> Document passage
####

Sunday, October 15, 2023

My First Writing Challenge (#3)


I made these shelves for my daughter. Yes, they were easy and simple,
but it felt good working with wood again. Occasionally, I forget
how much I love working with my hands, building things.


As of late Friday night, this writing challenge, along with this blog. were officially over. Tonight, the former still holds; the latter, not so much. 

Throughout life, we find ourselves on paths that seem too familiar, with no new landmarks, forks, or crossroads. And at times when we desperately require new scenery. Or at least a sign post informing us what is ahead, and how many miles are left. With nothing to guide us, we begin to realize doing the same thing over and over again, expecting different results, is insanity. So, we change things up. Unfortunately, for me, those changes tend to be drastic. Like walking away from projects, dumping ideas, and turning away from people. Now, occasionally, those steps are necessary. The project is no longer necessary or doable. The idea is obsolete, or even destructive. And the person has already written you off, or, worse, toxic. A sudden, sharp break is most effective.

Yet, most of the time, slamming on the breaks, or turning the wheel suddenly towards the right is self-defeating, or even self-destructive. When the road goes ever on without change, and no mile marker to provide a measurement of progress, slowing down, pulling over, and taking a deep breath is the best solution.

####

(Stored data entries)

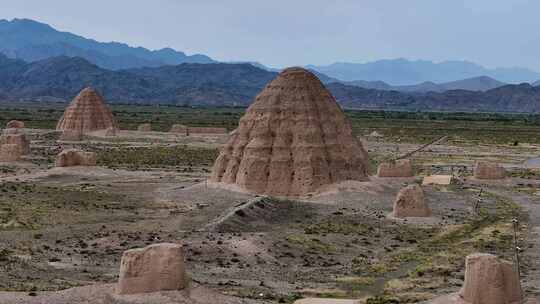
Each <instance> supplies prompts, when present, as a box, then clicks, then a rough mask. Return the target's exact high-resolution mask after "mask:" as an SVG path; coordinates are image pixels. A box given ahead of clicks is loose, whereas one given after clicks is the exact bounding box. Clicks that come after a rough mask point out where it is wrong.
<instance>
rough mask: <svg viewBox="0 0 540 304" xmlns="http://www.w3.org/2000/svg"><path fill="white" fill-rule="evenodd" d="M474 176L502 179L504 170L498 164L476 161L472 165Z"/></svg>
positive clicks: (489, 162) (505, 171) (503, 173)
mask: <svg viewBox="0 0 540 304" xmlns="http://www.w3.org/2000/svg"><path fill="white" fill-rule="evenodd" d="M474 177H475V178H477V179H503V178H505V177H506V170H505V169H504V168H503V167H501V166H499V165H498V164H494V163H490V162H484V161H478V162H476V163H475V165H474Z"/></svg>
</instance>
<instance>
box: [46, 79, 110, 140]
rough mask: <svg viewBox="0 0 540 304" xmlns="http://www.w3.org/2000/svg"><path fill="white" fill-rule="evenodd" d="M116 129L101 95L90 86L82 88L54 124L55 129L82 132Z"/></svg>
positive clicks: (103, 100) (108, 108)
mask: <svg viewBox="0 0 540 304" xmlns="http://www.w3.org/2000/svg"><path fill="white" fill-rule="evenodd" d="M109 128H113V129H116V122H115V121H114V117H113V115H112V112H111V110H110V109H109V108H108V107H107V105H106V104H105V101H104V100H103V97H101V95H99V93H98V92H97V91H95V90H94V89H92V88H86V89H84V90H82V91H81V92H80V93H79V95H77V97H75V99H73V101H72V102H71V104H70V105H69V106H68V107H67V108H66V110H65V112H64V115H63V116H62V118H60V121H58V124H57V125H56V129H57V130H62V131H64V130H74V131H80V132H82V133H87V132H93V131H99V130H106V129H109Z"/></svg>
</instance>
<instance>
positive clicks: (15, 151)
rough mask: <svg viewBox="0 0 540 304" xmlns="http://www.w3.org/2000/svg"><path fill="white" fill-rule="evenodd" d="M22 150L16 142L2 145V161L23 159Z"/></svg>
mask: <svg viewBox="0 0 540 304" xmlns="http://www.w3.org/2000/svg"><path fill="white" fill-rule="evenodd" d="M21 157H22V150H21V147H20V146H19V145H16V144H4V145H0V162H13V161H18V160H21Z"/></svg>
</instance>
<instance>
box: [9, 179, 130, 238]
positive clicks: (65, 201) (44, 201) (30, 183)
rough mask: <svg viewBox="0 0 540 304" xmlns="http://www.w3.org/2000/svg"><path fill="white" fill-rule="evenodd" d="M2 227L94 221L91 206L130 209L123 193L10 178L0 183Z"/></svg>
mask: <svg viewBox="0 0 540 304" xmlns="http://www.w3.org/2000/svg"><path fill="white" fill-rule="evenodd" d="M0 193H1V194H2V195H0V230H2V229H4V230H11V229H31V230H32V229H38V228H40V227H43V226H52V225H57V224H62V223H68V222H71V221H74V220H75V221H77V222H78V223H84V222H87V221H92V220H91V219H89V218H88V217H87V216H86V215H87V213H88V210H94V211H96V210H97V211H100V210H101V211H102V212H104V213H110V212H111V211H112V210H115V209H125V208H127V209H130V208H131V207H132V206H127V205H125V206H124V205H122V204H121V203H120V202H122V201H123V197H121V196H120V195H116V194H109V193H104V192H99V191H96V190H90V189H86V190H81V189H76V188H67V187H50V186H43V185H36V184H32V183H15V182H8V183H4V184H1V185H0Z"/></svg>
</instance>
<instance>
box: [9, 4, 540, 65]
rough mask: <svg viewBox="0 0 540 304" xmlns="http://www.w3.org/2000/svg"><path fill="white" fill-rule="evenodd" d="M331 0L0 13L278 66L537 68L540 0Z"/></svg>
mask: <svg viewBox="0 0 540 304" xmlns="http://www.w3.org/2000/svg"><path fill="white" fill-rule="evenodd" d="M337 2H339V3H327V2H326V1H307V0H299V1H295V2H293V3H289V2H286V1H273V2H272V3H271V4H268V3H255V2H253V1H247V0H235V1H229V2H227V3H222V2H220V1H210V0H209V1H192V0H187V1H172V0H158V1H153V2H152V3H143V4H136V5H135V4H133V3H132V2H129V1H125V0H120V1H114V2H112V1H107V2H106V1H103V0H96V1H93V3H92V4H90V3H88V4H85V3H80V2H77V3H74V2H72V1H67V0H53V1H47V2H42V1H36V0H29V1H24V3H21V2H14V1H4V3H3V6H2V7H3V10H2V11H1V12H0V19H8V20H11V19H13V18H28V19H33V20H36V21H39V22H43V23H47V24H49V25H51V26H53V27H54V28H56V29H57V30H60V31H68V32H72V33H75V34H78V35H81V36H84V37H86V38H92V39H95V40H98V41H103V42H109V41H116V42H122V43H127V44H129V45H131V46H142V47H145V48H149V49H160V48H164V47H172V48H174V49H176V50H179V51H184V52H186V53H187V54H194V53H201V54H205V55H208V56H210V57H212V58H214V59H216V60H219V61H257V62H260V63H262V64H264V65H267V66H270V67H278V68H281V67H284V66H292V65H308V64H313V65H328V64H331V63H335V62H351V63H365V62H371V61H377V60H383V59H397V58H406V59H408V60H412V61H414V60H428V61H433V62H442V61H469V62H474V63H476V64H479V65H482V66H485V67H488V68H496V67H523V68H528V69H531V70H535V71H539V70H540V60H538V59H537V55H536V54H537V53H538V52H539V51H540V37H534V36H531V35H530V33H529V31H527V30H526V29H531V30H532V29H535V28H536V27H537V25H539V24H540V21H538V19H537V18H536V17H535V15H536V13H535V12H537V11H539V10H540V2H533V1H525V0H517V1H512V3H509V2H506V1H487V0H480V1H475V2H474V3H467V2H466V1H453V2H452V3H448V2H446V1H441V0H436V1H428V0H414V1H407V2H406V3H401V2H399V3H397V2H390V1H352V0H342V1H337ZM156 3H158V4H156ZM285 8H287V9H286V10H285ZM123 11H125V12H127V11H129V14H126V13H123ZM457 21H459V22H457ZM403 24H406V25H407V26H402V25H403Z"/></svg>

####

> Task A
In the blog post, what did the writer make for their daughter?
> Task B
Quote the blog post from "Yet, most of" up to and including "the best solution.".
None of these lines is needed for anything asked here.

> Your solution A
Shelves.

> Your solution B
Yet, most of the time, slamming on the breaks, or turning the wheel suddenly towards the right is self-defeating, or even self-destructive. When the road goes ever on without change, and no mile marker to provide a measurement of progress, slowing down, pulling over, and taking a deep breath is the best solution.